*Activities*.
• A. In the Broadcom earnings discussion below, rewrite the paragraph beginning "Broadcom's Q2 results showed" as a bulleted list that keeps its main facts.
• B. List every dollar amount given in the paragraph of the Broadcom earnings discussion below that begins "Broadcom's Q2 results showed."

*Passage to read*.
-*-*-

Broadcom's Q2 results showed AI semiconductor revenue at $10.8B (143% YoY growth) and $30B+ in new orders, with guidance for $16B in Q3. Management reaffirmed $56B FY2026 and $100B+ FY2027 targets while adding long-term deals with Google, Anthropic, OpenAI, and Meta totaling multiple GW of TPU capacity. The SPV financing structure with Apollo and Blackstone signals potential payment risk from frontier labs. Shares fell despite the beat because the market demands accelerating guidance after an 80%+ 1-year run. Networking comprised 40% of AI revenue, providing some diversification beyond custom ASICs.
The $30B in quarterly bookings and contractual GW commitments through 2029 could drive upside surprises in FY2027-28 if execution holds, making the post-earnings sell-off a short-term overreaction rather than a signal of structural weakness.
"The SPV financing structure introduces material credit risk that could derail Broadcom's AI-driven revenue if frontier-lab contracts reprice, unwind, or default, not just a capital-efficient funding mechanism."
Gemini's SPV critique is worth a health check, but I'd push further: the real risk isn't merely funding; Broadcom's 'AI backbone' thesis hinges on multi-year commitments from frontier labs—if those contracts reprice or unwind, the SPV could convert into a revenue-killer. The stock move reflects optimism, but the credit/liquidity angle deserves a stress test. Also, Apollo/Blackstone's capacity to absorb losses matters, and current terms are opaque. I'd quantify upside/downside under plausible default scenarios to avoid end-of-cycle surprises.
"Broadcom's financing structure is a strategic moat to capture infrastructure dominance rather than a sign of imminent credit-induced collapse."
Gemini and Claude are fixated on the SPV as a credit risk, but they are missing the strategic shift: Broadcom is effectively becoming an infrastructure utility. By locking in frontier labs via financing, they aren't just selling chips; they are capturing the entire AI compute stack lifecycle. If these labs fail, the hardware remains, and the infrastructure is repurposed. The real risk isn't customer default—it's the commoditization of custom silicon if hyperscalers eventually bring design in-house.
"Broadcom is front-loading revenue via financing, not capturing a durable utility moat—and frontier labs' capital constraints may signal AI ROI headwinds, not just liquidity friction."
Gemini's 'infrastructure utility' framing sidesteps the core issue: repurposing hardware assumes those labs remain solvent and don't pivot to in-house silicon faster than Broadcom can lock them in. Google, Meta, and Amazon already design custom chips—Anthropic and OpenAI are venture-backed, not utilities. The SPV doesn't eliminate default risk; it transfers it to Apollo/Blackstone while Broadcom collects revenue upfront. That's not strategic positioning; that's de-risking Broadcom's P&L at the expense of balance-sheet opacity.
"Custom ASICs in the backlog are not easily repurposable, undermining the infrastructure utility claim."
Claude correctly flags that custom silicon for venture-backed labs differs from hyperscaler designs, but the deeper flaw in Gemini's utility thesis is repurposing feasibility: these ASICs are workload-specific and not plug-and-play across new owners or architectures. If Anthropic or OpenAI pivot or default, the $30B backlog could become stranded assets rather than reusable infrastructure, amplifying write-down risk beyond what the SPV offloads to Apollo.
Broadcom's AI growth is impressive, but the panel is divided on the sustainability of this growth due to potential risks associated with the special purpose vehicle (SPV) financing structure and customer credit concerns.
Potential long-term growth as an 'AI backbone' and infrastructure utility, capturing the entire AI compute stack lifecycle.
Customer default or shift to in-house silicon, leading to stranded assets and revenue loss.

-*-*-

Dataset entries:
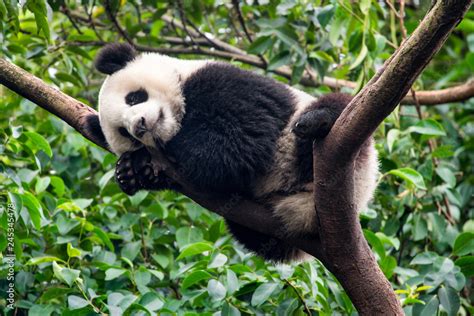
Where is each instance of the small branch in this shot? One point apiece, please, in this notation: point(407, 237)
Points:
point(52, 100)
point(240, 17)
point(226, 51)
point(115, 22)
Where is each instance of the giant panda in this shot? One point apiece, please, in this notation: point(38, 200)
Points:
point(228, 131)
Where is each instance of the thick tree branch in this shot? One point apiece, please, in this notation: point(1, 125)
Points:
point(245, 212)
point(340, 245)
point(346, 250)
point(226, 51)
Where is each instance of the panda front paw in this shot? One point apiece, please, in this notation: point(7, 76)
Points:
point(314, 124)
point(125, 174)
point(134, 172)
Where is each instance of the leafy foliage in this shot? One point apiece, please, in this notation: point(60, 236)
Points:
point(83, 246)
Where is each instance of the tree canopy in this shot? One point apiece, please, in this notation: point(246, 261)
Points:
point(82, 245)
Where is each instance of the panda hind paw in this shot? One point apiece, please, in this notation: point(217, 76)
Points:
point(314, 124)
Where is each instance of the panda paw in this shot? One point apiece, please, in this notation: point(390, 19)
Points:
point(135, 172)
point(314, 124)
point(125, 174)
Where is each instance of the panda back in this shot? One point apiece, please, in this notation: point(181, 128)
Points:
point(229, 132)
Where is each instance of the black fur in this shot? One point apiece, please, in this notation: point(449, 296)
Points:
point(265, 246)
point(228, 138)
point(134, 172)
point(316, 122)
point(229, 132)
point(136, 97)
point(114, 57)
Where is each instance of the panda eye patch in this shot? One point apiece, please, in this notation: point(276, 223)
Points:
point(136, 97)
point(123, 131)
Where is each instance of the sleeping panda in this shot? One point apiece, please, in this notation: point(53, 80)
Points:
point(228, 131)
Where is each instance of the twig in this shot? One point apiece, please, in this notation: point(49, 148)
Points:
point(65, 10)
point(183, 20)
point(236, 5)
point(115, 22)
point(431, 143)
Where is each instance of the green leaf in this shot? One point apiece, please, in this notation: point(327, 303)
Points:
point(39, 142)
point(360, 58)
point(263, 292)
point(216, 290)
point(151, 301)
point(131, 250)
point(232, 282)
point(325, 15)
point(105, 238)
point(76, 302)
point(281, 59)
point(410, 176)
point(430, 308)
point(449, 299)
point(260, 45)
point(388, 265)
point(229, 310)
point(428, 127)
point(142, 276)
point(194, 278)
point(392, 137)
point(424, 258)
point(464, 244)
point(42, 184)
point(217, 261)
point(364, 6)
point(447, 175)
point(467, 265)
point(194, 249)
point(113, 273)
point(65, 275)
point(188, 235)
point(73, 252)
point(38, 260)
point(34, 209)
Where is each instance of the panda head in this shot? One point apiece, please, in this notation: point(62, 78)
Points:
point(140, 102)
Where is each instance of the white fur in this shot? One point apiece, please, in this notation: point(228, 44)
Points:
point(161, 77)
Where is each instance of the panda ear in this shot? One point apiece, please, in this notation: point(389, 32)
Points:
point(114, 57)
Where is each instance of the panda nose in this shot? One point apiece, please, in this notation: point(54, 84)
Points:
point(140, 128)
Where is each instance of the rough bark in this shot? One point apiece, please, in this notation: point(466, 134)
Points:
point(347, 252)
point(339, 243)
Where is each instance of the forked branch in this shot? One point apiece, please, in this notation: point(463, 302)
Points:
point(340, 245)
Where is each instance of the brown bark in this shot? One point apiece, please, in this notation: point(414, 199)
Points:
point(340, 243)
point(348, 254)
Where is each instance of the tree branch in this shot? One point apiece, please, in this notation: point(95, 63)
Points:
point(340, 243)
point(245, 212)
point(226, 51)
point(342, 239)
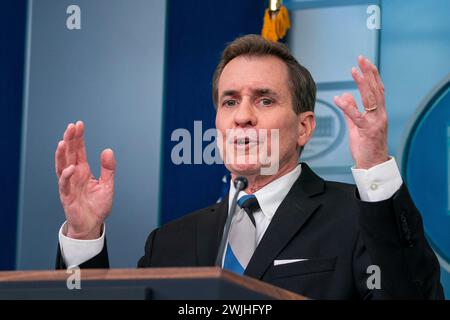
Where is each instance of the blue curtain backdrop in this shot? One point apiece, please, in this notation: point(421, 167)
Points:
point(12, 37)
point(197, 33)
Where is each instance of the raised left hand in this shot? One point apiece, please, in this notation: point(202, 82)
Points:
point(367, 130)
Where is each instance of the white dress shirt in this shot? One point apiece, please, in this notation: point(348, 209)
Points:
point(375, 184)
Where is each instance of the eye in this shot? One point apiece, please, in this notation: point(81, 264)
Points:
point(229, 103)
point(266, 102)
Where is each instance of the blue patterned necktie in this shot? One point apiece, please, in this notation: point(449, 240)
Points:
point(242, 237)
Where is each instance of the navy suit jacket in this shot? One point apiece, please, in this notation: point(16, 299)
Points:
point(325, 223)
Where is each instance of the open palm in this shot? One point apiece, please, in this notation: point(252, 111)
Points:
point(86, 200)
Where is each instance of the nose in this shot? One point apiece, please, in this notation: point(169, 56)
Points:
point(245, 114)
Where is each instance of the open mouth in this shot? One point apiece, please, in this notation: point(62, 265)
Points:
point(243, 141)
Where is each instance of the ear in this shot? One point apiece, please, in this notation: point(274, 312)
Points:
point(307, 124)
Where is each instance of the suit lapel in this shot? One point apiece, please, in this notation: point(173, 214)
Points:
point(209, 233)
point(291, 215)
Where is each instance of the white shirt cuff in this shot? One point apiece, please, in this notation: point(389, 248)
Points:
point(379, 182)
point(75, 252)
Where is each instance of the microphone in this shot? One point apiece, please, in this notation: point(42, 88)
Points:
point(240, 183)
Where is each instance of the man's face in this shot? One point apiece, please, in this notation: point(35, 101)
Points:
point(253, 94)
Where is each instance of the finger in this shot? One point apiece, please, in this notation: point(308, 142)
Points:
point(348, 105)
point(380, 87)
point(60, 158)
point(108, 167)
point(372, 95)
point(79, 142)
point(64, 180)
point(368, 99)
point(69, 139)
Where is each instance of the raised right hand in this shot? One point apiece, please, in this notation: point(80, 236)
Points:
point(86, 201)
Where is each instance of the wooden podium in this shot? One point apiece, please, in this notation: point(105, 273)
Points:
point(148, 284)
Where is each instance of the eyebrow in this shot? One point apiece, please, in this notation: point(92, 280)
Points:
point(257, 92)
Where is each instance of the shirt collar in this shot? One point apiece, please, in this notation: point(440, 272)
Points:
point(271, 195)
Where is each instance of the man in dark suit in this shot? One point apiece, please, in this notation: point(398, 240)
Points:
point(325, 240)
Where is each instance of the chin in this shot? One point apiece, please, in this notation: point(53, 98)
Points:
point(244, 169)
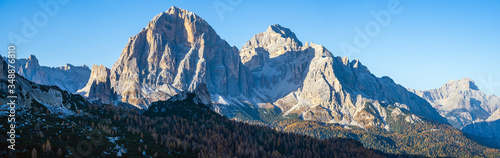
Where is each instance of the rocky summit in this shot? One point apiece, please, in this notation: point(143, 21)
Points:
point(178, 51)
point(462, 103)
point(68, 77)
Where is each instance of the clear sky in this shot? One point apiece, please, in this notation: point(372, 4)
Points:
point(423, 45)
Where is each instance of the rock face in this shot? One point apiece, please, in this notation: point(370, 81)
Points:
point(70, 78)
point(462, 103)
point(30, 94)
point(99, 86)
point(178, 51)
point(308, 80)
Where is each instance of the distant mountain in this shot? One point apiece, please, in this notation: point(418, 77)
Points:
point(178, 50)
point(467, 108)
point(68, 77)
point(462, 103)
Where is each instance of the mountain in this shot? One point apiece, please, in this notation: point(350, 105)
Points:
point(309, 81)
point(462, 103)
point(183, 126)
point(199, 120)
point(99, 86)
point(178, 50)
point(175, 52)
point(68, 77)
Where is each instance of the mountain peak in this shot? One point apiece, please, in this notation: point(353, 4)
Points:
point(33, 58)
point(283, 32)
point(463, 84)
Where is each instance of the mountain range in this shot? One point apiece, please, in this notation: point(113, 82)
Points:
point(179, 50)
point(273, 80)
point(68, 77)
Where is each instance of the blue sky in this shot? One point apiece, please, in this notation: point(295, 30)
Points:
point(422, 47)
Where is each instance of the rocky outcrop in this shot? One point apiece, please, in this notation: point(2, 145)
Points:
point(70, 78)
point(99, 86)
point(30, 96)
point(308, 80)
point(462, 103)
point(177, 51)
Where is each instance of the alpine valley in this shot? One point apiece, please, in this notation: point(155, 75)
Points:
point(179, 90)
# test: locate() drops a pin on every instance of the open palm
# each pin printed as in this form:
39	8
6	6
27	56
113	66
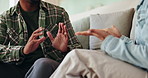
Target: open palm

-*-*-

*Expected responses*.
• A.
- Q2 AI semiconductor revenue reached $10.8B, up 143% year over year.
- New orders topped $30B, and Q3 guidance is $16B.
- Management reaffirmed targets of $56B for FY2026 and $100B+ for FY2027.
- New long-term deals with Google, Anthropic, OpenAI, and Meta total multiple GW of TPU capacity.
- The SPV financing structure with Apollo and Blackstone signals potential payment risk from frontier labs.
- Shares fell despite the beat because the market demands accelerating guidance after an 80%+ one-year run.
- Networking made up 40% of AI revenue, adding some diversification beyond custom ASICs.

• B.
- $10.8B
- $30B+
- $16B
- $56B
- $100B+